◆ JOB: Starting with the line that contains "of the goalpost", reproduce each line through the end of the listing below, with no other output.

◆ Object location annotation data:
* Start *
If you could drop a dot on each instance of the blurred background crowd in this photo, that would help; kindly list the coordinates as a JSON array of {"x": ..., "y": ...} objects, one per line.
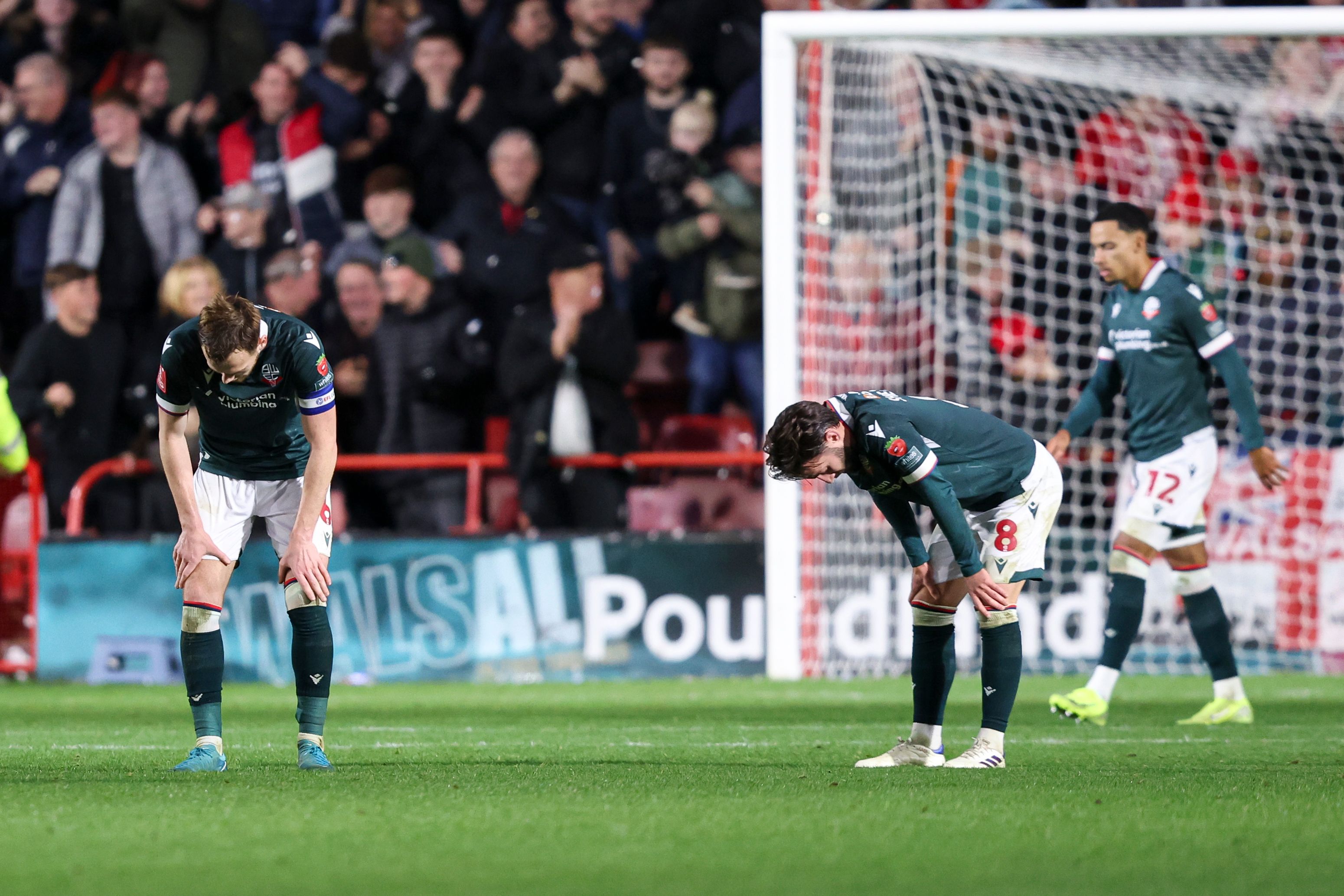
[{"x": 521, "y": 226}]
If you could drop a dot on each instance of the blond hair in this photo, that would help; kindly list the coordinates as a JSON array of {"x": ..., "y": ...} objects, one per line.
[
  {"x": 229, "y": 324},
  {"x": 175, "y": 283},
  {"x": 695, "y": 113}
]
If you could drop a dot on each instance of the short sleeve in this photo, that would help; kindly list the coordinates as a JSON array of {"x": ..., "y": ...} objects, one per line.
[
  {"x": 898, "y": 446},
  {"x": 1202, "y": 322},
  {"x": 312, "y": 377},
  {"x": 173, "y": 389},
  {"x": 1105, "y": 352}
]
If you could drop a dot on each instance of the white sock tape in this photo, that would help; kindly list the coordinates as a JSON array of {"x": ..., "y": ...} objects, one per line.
[
  {"x": 296, "y": 598},
  {"x": 999, "y": 619},
  {"x": 932, "y": 617},
  {"x": 1194, "y": 581},
  {"x": 1128, "y": 565}
]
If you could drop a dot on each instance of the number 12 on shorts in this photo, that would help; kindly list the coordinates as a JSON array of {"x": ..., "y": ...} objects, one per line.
[{"x": 1170, "y": 480}]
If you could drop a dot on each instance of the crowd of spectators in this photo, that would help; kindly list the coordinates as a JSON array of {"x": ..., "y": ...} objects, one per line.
[{"x": 482, "y": 206}]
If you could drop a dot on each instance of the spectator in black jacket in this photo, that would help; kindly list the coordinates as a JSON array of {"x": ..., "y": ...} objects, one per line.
[
  {"x": 185, "y": 127},
  {"x": 295, "y": 284},
  {"x": 433, "y": 367},
  {"x": 84, "y": 39},
  {"x": 562, "y": 371},
  {"x": 636, "y": 144},
  {"x": 248, "y": 244},
  {"x": 52, "y": 130},
  {"x": 350, "y": 66},
  {"x": 512, "y": 72},
  {"x": 589, "y": 69},
  {"x": 389, "y": 203},
  {"x": 70, "y": 378},
  {"x": 498, "y": 242},
  {"x": 439, "y": 128}
]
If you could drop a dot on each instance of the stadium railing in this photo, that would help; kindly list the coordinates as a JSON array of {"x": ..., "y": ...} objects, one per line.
[
  {"x": 475, "y": 466},
  {"x": 19, "y": 577}
]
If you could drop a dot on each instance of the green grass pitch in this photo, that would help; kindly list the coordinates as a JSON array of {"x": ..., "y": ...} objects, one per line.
[{"x": 738, "y": 786}]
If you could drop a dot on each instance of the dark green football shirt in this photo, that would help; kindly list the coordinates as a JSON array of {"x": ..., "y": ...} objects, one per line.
[
  {"x": 251, "y": 430},
  {"x": 936, "y": 453},
  {"x": 1160, "y": 339}
]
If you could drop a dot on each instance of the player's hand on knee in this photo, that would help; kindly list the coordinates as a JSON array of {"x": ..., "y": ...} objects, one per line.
[
  {"x": 1058, "y": 445},
  {"x": 191, "y": 548},
  {"x": 1271, "y": 472},
  {"x": 303, "y": 564},
  {"x": 987, "y": 594}
]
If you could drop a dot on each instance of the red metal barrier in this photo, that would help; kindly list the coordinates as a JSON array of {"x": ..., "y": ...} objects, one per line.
[
  {"x": 26, "y": 564},
  {"x": 475, "y": 465}
]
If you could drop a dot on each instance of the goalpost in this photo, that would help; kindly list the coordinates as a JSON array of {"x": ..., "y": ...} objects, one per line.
[{"x": 929, "y": 178}]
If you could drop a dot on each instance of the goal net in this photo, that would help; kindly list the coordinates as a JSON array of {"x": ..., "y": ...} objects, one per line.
[{"x": 937, "y": 245}]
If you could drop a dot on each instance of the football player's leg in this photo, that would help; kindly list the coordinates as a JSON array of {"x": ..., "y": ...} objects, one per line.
* End *
◆ WORKED SOLUTION:
If you could drop a dot on each instance of the goalpost in this photo, that would help; kindly list the coordinates as a JSON array of {"x": ..., "y": ...} objects, one per line.
[{"x": 929, "y": 178}]
If you could drop a dot on each instance of the goal net in this photo, that would help; kindly list the coordinates as a JSON array of {"x": ..., "y": ...} objects, one per line.
[{"x": 937, "y": 245}]
If you could drop a dot on each instance of the football player's leg in this photo, that would help; kindly list the coordinates as a JSON array of {"x": ..., "y": ...} objects, one per line.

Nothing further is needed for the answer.